Votre objectif =
Répondez aux questions suivantes d'après la critique de film.
1. Dans quel lieu se passe ce presque « huis clos » ?
2. Quel acteur tient le rôle de l'homme du couple ?
3. Qui est Shanyn Leigh dans la vraie vie ?

Texte d'étude =
3/5 ON AIME BEAUCOUP

 


La fin du monde est un sujet qui « interpelle » le cinéma depuis… Toujours. De multiples approches lui ont été infligées, pour ne parler que des plus récentes : « Jusqu’à ce que la fin du monde nous sépare » est une comédie (mais pas drôle…) dégoulinante de sentimentalisme en carton pâte, « Melancholia » propose quant à elle, sa vision Danoise d’une science fiction hallucinatoire, et « 2012 » est, au-delà de ses effets spéciaux impressionnants, un film  catastrophe…catastrophique.

 


 

Ferrera fait ici le judicieux choix du traitement du sujet en version réaliste. Ce presque « huis clos » se passe au dernier étage d’un loft New Yorkais. Un couple (passionnément amoureux) va vivre ensemble les dernières heures qui les séparent d’une fin assurée.

 


Lui, c’est William Dafoe, parfait ( zéro dafoe...) dans son rôle. Comme souvent avec les metteurs en scène ayant une forte personnalité, leur protagoniste semble se fondre en eux, il reproduit alors à l’image leur geste, leur regard, leur manière de parler. C’est le cas souvent avec Woody Allen qui, lorsqu’il ne joue pas lui-même, se retrouve ainsi « singé ». Et c’est précisément aussi ce que l’on voit dans 4h44. William Dafoe bouge, danse, crie comme le ferait le réalisateur, avec sa nonchalance vaporeuse  et sa colère réfrénée. D’ailleurs, le personnage principal a de nombreux points communs avec le cinéaste. Ex-toxico, bouddhiste méritant (et donc méditant), il a pour girlfriend Shanyn Leigh, qui est (dans la vraie vie) la compagne du réalisateur (alors tiens donc...).

 


Le film pose deux questions aussi essentielles (et existentielles) que passionnantes. En premier lieu : Comment aborder cette mort si spécifique ? Car, habituellement, on envisage soit sa propre et unique mort, qui crée une peur panique causée par l’inconnu de l’après, soit la mort d’un(e) autre qui génère le désespoir du futur manque. Mais comment envisager une mort de tous, et au même moment ? Devient-elle ainsi plus apaisante ou encore plus terrifiante ?

(Données d'ancrage de phrases)
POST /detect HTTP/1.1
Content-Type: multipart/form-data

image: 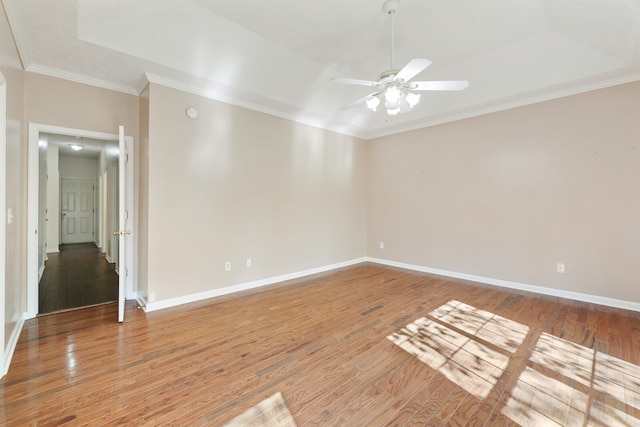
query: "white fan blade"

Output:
[340,92,380,111]
[409,80,469,90]
[331,77,378,87]
[395,58,431,82]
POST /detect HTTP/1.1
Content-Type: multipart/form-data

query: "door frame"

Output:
[25,122,136,319]
[0,71,6,372]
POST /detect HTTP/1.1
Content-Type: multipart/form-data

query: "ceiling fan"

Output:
[331,0,469,116]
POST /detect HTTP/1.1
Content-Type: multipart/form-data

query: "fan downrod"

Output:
[382,0,400,14]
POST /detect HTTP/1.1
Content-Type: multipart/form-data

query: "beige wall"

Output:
[25,73,138,137]
[134,87,149,303]
[141,84,366,300]
[1,68,27,351]
[368,83,640,302]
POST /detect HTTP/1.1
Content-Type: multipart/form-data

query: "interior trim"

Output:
[143,258,367,313]
[367,258,640,312]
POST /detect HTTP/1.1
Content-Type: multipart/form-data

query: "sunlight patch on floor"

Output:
[387,301,528,399]
[502,333,640,426]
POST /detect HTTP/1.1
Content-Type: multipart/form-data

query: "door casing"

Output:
[25,122,136,319]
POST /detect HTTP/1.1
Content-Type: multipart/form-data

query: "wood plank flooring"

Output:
[38,243,118,314]
[0,263,640,426]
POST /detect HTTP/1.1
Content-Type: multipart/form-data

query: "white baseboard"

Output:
[0,313,26,377]
[136,295,147,312]
[366,257,640,312]
[140,258,367,312]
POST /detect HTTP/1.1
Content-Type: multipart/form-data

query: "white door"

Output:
[61,178,94,243]
[113,126,131,322]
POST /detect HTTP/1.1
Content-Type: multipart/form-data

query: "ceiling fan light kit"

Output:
[332,0,469,116]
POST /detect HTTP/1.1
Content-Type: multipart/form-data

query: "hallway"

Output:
[38,243,118,314]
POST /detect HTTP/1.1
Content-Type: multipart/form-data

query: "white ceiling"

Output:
[0,0,640,138]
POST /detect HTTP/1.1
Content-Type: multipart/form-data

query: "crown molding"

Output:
[25,65,138,96]
[363,73,640,139]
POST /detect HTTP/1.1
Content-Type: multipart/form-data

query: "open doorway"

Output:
[25,123,135,318]
[38,132,119,314]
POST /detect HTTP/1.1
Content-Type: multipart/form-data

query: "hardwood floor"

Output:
[0,264,640,426]
[38,243,118,314]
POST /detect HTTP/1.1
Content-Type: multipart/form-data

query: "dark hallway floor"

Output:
[38,243,118,314]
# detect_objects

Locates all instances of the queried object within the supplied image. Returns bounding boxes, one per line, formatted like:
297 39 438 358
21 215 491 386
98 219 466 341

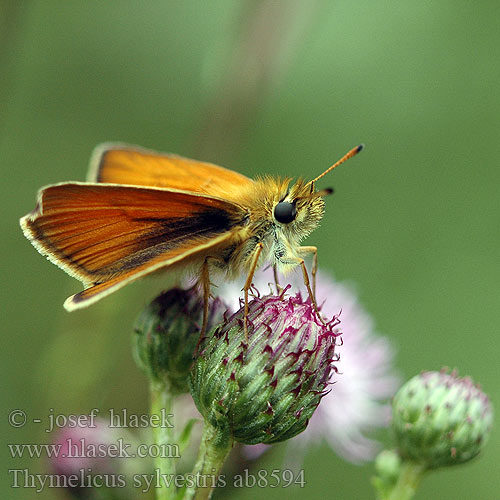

Réponse attendue =
1. Au dernier étage d'un loft new-yorkais.
2. William Dafoe.
3. La compagne du réalisateur.